(Pointing records)
[BEGIN]
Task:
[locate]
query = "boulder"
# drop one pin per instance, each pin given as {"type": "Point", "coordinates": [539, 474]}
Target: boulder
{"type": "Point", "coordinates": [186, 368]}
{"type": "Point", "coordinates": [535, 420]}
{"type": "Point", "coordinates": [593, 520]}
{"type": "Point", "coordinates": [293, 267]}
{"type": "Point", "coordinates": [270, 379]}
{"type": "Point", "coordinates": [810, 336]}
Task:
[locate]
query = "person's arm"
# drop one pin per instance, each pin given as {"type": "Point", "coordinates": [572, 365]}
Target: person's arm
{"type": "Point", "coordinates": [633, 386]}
[END]
Lay out every line of the listing above as a numbered list, leaving out any blank lines.

1. Task:
2. [locate]
3. query = "boulder"
4. # drop one pin per instance, each pin given as {"type": "Point", "coordinates": [539, 474]}
5. Target: boulder
6. {"type": "Point", "coordinates": [186, 368]}
7. {"type": "Point", "coordinates": [535, 420]}
8. {"type": "Point", "coordinates": [593, 520]}
9. {"type": "Point", "coordinates": [293, 267]}
10. {"type": "Point", "coordinates": [270, 379]}
11. {"type": "Point", "coordinates": [810, 336]}
12. Task:
13. [locate]
14. query = "person's arm"
15. # drop one pin per instance, each pin given as {"type": "Point", "coordinates": [572, 365]}
16. Target: person's arm
17. {"type": "Point", "coordinates": [633, 386]}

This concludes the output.